Listed records:
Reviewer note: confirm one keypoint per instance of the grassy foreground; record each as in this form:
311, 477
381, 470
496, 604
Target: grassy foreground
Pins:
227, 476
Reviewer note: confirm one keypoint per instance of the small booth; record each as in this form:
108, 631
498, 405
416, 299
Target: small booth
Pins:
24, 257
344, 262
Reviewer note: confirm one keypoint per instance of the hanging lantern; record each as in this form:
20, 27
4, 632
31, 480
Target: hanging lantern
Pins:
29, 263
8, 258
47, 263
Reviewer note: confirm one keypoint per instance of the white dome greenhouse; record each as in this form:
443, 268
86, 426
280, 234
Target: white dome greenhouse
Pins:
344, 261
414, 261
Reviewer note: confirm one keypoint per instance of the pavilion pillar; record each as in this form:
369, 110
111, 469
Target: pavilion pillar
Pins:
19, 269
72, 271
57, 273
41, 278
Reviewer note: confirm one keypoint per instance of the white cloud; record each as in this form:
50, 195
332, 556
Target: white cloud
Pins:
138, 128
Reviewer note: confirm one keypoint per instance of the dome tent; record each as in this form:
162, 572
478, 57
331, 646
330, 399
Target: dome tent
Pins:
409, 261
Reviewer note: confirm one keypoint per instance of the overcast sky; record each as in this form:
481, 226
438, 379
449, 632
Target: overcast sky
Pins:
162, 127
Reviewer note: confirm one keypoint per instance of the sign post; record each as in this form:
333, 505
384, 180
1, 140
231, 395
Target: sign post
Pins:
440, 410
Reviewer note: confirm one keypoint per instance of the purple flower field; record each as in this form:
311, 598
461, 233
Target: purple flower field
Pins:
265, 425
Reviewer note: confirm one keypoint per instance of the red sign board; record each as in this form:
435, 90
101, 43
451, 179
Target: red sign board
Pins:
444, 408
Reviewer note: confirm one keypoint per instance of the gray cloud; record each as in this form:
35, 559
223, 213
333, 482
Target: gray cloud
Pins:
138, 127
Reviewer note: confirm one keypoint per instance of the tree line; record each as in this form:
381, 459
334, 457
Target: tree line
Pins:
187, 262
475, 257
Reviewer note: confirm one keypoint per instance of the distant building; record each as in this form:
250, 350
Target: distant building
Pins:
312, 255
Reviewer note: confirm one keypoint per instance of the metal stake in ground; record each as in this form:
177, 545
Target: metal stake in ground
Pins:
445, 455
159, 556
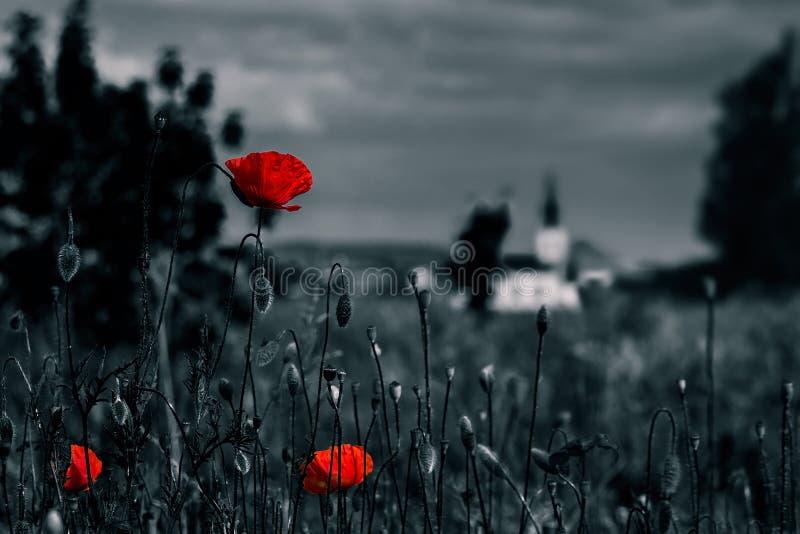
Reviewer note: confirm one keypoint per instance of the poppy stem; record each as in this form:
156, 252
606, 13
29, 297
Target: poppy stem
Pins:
523, 516
313, 441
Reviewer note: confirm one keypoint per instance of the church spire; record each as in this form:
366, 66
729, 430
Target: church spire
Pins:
551, 211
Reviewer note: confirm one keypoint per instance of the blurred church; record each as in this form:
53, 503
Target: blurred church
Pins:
555, 273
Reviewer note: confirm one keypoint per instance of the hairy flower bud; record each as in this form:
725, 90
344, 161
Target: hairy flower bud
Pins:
450, 372
225, 389
160, 120
467, 433
395, 390
486, 378
329, 374
263, 291
427, 456
344, 309
542, 320
292, 379
372, 333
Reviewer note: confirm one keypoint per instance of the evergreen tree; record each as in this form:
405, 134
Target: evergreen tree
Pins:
88, 150
751, 207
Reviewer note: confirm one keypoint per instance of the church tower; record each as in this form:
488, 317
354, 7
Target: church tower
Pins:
551, 242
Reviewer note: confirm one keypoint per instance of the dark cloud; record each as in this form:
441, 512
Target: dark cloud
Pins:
410, 110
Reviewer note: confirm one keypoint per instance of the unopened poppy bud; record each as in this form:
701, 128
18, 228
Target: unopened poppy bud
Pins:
710, 287
395, 390
467, 433
160, 120
427, 456
53, 523
552, 488
787, 391
486, 378
329, 374
263, 292
343, 310
333, 396
7, 433
69, 261
292, 379
761, 430
15, 323
542, 320
372, 333
450, 371
425, 299
225, 389
490, 460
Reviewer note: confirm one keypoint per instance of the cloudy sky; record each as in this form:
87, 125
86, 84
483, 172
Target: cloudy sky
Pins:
410, 111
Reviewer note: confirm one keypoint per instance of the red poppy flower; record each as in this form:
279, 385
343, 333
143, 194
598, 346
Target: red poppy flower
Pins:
353, 472
269, 179
77, 479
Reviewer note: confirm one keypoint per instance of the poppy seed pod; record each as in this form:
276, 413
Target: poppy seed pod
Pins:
425, 299
486, 378
329, 374
542, 320
372, 333
263, 291
427, 456
710, 287
490, 460
467, 433
395, 390
160, 120
225, 389
787, 391
69, 261
292, 379
53, 523
343, 310
450, 372
670, 476
761, 430
7, 433
695, 441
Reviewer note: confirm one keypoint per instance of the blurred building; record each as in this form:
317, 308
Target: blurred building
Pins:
554, 273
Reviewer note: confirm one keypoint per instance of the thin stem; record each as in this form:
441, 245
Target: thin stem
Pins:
523, 517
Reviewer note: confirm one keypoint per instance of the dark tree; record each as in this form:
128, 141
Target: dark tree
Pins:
751, 207
484, 234
88, 150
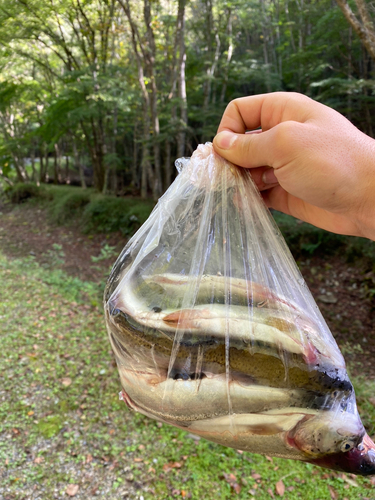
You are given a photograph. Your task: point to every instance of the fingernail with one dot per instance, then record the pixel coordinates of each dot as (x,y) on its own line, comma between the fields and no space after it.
(269,177)
(225,139)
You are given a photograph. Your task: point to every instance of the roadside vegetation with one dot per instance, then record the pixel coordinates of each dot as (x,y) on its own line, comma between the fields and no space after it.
(64,432)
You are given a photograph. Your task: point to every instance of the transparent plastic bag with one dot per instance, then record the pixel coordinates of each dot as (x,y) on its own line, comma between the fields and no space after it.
(215,331)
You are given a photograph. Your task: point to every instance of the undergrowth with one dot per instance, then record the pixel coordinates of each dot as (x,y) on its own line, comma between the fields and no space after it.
(61,421)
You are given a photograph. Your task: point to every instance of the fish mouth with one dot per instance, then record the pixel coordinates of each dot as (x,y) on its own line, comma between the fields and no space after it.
(359,460)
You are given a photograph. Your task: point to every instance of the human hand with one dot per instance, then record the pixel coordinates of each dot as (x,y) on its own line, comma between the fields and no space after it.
(322,167)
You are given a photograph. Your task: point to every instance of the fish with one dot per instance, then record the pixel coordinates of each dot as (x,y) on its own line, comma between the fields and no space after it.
(251,373)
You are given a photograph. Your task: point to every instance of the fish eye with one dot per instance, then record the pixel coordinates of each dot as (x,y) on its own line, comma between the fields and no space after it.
(346,446)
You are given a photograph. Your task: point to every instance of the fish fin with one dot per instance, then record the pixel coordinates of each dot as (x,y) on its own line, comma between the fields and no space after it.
(186,317)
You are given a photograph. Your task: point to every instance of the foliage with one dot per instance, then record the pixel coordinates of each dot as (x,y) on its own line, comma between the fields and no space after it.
(60,411)
(119,88)
(106,214)
(93,212)
(305,239)
(22,191)
(71,204)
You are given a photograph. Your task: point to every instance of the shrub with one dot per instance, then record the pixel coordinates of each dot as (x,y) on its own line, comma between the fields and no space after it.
(69,205)
(107,214)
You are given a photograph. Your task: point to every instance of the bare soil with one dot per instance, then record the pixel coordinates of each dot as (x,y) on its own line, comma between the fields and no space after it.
(340,289)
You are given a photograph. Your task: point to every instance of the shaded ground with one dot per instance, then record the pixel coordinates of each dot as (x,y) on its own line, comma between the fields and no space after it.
(340,289)
(63,431)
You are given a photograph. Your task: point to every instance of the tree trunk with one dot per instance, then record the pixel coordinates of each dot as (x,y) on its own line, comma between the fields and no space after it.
(363,26)
(34,176)
(181,84)
(78,165)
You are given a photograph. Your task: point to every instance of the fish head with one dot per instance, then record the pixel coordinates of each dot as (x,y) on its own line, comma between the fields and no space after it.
(327,433)
(359,460)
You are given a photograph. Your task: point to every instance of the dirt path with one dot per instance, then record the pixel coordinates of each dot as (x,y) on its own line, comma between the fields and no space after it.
(340,289)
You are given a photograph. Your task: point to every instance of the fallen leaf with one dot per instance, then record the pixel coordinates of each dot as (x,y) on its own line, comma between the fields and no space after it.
(280,488)
(72,490)
(351,482)
(333,493)
(171,465)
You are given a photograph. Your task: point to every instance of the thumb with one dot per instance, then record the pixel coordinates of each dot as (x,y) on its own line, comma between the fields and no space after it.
(249,150)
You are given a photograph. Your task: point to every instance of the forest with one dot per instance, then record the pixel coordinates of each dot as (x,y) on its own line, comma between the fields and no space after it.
(108,93)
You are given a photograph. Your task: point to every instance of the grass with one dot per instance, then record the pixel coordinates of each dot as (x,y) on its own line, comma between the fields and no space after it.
(61,421)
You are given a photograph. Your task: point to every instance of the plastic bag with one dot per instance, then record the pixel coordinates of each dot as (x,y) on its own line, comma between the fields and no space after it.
(215,331)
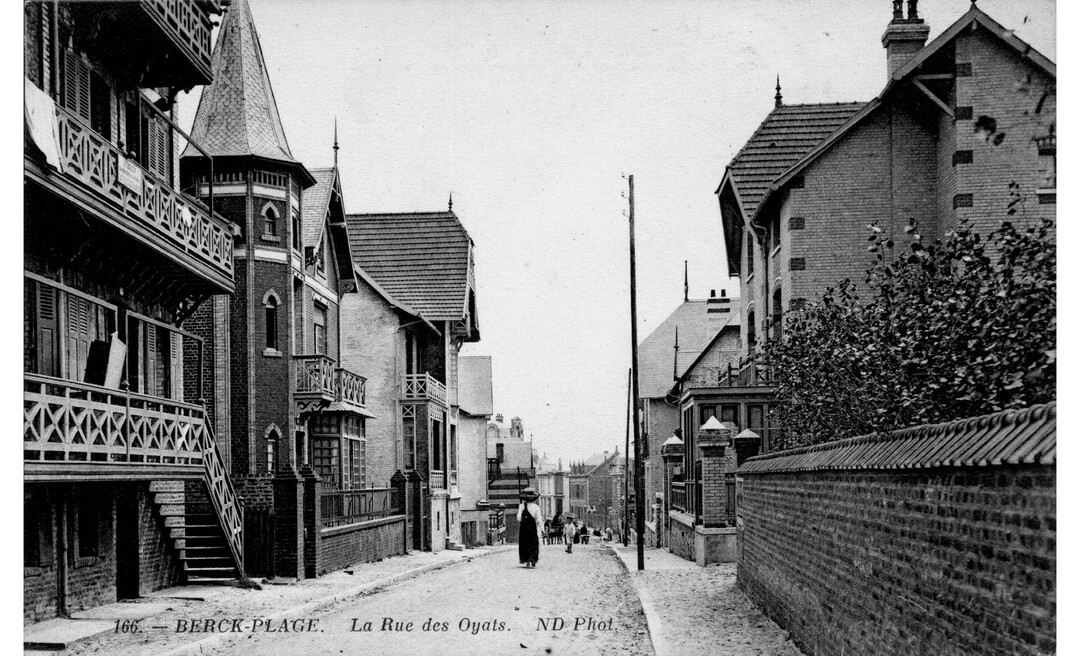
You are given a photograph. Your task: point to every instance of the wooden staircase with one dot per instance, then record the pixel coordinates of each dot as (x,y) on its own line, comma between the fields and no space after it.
(196,532)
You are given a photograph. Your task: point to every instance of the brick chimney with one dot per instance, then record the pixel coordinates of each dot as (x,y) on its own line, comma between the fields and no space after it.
(903,37)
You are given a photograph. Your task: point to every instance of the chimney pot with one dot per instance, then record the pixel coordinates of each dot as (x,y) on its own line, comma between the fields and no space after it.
(903,37)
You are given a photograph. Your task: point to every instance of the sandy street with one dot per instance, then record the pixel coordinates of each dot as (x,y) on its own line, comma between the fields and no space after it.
(579,603)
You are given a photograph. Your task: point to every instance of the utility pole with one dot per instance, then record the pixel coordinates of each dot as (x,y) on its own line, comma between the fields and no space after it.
(638,465)
(625,468)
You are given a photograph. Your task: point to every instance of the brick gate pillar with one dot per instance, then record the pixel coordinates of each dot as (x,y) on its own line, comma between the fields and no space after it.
(288,524)
(399,483)
(714,439)
(672,454)
(415,508)
(312,521)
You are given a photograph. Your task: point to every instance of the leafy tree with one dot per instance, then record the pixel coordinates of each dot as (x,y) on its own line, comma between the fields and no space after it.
(955,329)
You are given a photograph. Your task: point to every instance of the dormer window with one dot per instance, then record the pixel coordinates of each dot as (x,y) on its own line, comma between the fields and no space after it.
(1048,164)
(269,222)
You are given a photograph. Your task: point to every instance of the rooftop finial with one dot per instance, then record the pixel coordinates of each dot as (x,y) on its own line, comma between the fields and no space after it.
(686,282)
(675,364)
(335,142)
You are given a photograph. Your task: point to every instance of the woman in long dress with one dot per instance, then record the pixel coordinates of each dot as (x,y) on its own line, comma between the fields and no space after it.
(530,524)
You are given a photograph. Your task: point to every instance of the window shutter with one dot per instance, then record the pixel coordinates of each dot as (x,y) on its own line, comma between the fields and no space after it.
(176,362)
(48,330)
(151,360)
(159,148)
(77,85)
(79,336)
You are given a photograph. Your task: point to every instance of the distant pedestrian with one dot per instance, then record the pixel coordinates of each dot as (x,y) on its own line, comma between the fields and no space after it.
(530,529)
(556,530)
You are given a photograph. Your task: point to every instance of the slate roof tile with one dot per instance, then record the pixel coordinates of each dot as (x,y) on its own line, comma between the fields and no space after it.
(783,137)
(420,258)
(238,115)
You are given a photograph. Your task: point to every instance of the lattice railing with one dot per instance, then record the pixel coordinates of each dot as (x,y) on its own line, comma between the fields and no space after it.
(351,388)
(314,375)
(224,497)
(187,22)
(64,420)
(342,507)
(89,158)
(422,387)
(436,480)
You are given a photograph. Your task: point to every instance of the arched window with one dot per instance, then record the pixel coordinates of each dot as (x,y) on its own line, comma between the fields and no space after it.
(778,312)
(751,331)
(272,436)
(269,222)
(270,303)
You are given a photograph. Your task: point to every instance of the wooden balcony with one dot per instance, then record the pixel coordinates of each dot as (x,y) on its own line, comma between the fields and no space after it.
(320,383)
(436,480)
(95,176)
(150,43)
(73,430)
(422,387)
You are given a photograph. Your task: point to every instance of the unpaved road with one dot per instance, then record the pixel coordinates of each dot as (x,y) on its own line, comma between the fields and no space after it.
(490,605)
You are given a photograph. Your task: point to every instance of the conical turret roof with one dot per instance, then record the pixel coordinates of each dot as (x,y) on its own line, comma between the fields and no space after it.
(238,115)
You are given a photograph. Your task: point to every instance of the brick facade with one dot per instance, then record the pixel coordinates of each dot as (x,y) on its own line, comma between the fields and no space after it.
(925,540)
(366,543)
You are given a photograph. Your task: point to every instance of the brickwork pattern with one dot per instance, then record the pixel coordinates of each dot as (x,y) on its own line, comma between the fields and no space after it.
(366,543)
(370,342)
(896,562)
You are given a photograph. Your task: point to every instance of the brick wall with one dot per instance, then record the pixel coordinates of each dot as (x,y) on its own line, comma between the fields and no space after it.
(1008,90)
(365,543)
(159,560)
(680,537)
(903,560)
(369,346)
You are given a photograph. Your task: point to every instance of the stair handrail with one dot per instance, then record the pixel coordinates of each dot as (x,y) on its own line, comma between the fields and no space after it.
(223,495)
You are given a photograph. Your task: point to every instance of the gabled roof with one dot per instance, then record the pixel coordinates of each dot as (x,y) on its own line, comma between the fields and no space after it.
(697,330)
(786,134)
(974,17)
(474,385)
(315,202)
(238,115)
(421,258)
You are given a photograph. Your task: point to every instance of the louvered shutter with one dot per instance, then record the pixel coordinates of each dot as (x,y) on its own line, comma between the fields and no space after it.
(79,336)
(48,331)
(158,148)
(176,365)
(151,360)
(77,85)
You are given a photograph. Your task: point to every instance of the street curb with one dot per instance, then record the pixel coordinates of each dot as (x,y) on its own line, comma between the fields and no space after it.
(648,608)
(199,647)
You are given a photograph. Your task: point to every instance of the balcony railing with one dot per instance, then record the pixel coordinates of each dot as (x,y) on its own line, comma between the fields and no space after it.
(187,25)
(319,378)
(342,507)
(751,371)
(176,219)
(436,480)
(78,423)
(422,387)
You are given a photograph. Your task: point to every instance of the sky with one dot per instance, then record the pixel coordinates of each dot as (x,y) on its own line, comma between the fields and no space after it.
(531,114)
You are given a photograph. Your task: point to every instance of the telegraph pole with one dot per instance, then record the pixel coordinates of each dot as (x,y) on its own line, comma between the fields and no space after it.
(625,469)
(638,465)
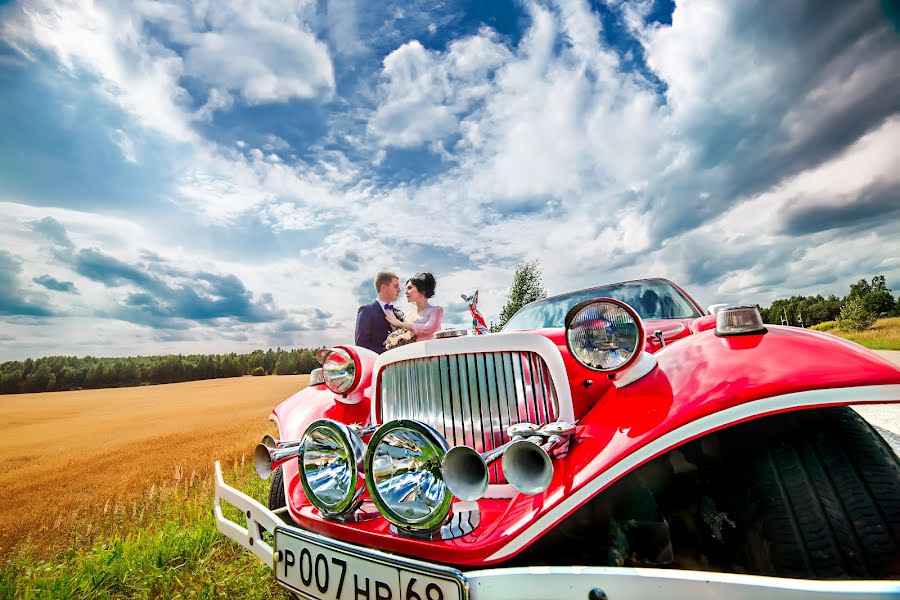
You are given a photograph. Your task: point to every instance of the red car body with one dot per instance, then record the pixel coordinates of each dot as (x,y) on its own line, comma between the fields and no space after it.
(699,379)
(690,384)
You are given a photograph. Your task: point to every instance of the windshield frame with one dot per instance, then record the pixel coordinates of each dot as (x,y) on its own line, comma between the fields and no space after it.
(698,310)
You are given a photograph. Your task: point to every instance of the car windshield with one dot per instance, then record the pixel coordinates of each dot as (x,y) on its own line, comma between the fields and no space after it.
(651,298)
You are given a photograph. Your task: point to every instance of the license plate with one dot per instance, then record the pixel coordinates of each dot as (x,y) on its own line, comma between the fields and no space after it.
(325,569)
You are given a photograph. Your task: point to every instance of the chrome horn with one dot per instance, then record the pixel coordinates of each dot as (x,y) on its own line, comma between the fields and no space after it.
(465,471)
(527,462)
(271,454)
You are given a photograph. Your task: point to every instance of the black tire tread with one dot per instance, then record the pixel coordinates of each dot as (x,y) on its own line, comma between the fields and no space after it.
(277,498)
(828,499)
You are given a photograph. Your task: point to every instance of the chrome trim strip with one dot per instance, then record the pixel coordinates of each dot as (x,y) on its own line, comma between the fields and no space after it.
(533,583)
(624,583)
(736,414)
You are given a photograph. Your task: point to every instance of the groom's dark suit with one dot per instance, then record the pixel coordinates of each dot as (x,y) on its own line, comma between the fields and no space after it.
(371,327)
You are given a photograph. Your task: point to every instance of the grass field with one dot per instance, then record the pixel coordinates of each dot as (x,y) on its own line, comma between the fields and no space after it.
(94,481)
(884,335)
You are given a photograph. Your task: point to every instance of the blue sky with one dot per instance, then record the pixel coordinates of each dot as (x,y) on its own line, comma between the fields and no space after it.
(184,177)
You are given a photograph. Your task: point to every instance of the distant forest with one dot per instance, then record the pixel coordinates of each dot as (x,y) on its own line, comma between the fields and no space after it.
(61,373)
(874,298)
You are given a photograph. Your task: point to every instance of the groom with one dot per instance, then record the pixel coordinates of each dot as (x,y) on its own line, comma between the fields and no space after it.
(371,326)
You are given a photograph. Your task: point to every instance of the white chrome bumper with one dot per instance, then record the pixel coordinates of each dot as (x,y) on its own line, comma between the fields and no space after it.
(541,583)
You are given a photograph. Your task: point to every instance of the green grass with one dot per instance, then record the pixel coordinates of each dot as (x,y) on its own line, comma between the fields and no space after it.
(884,335)
(166,546)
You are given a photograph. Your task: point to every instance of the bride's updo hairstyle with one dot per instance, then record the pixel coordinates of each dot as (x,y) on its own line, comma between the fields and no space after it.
(424,282)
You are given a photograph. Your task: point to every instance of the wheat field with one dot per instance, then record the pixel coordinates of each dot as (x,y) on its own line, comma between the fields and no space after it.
(69,458)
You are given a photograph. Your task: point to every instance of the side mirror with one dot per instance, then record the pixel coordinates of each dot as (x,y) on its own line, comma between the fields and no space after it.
(714,308)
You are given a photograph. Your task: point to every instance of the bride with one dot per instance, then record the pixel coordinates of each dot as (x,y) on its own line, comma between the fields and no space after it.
(426,319)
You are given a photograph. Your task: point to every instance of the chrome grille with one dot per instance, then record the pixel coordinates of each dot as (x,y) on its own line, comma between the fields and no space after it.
(470,398)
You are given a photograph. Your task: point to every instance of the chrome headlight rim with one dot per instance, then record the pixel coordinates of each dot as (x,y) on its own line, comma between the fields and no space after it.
(349,385)
(579,308)
(354,448)
(438,516)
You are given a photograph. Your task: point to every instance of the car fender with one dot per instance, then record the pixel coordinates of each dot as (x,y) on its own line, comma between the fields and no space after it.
(294,414)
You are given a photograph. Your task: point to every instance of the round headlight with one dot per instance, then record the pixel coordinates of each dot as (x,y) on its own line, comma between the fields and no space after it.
(605,335)
(403,475)
(340,371)
(329,466)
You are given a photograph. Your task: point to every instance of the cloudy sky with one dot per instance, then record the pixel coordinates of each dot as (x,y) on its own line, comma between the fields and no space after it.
(210,176)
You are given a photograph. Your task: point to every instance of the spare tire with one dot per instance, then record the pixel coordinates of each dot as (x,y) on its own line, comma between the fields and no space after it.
(826,500)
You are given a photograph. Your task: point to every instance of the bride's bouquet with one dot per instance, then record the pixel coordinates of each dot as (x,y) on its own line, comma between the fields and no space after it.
(399,337)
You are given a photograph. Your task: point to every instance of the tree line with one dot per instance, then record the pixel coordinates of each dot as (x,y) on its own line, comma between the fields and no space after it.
(61,373)
(867,301)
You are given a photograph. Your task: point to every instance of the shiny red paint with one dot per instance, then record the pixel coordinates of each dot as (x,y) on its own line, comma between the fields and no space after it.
(698,375)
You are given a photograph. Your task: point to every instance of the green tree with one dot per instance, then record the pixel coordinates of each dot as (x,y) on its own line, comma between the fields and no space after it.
(284,365)
(879,302)
(306,361)
(527,286)
(855,316)
(860,289)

What needs to be done: Search the entries for the string "purple" and collect each line that has it.

Task solution:
Reviewer note: confirm one keypoint per instance of the purple flower field; record each as in this form:
Target: purple flower field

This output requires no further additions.